- Opening Delimiter -

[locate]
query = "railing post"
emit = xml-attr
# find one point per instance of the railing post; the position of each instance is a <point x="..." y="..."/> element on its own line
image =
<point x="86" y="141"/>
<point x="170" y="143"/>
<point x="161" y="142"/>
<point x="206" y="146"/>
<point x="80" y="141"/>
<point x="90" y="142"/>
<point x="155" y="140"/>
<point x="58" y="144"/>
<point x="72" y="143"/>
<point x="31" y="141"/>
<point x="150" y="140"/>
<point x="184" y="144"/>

- Closing Delimiter -
- Opening Delimiter -

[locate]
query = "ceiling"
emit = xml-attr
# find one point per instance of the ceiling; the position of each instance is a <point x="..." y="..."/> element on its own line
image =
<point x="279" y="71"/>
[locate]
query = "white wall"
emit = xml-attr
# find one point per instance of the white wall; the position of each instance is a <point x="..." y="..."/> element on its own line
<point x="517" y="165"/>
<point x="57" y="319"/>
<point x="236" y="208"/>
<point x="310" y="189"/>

- Closing Delimiter -

- **Work request**
In the entries above, find every line holding the word "ceiling" and copy it out.

- **Answer box**
query = "ceiling"
# find one point per instance of the ceiling; the position of each instance is a <point x="..." y="..."/> element on its own line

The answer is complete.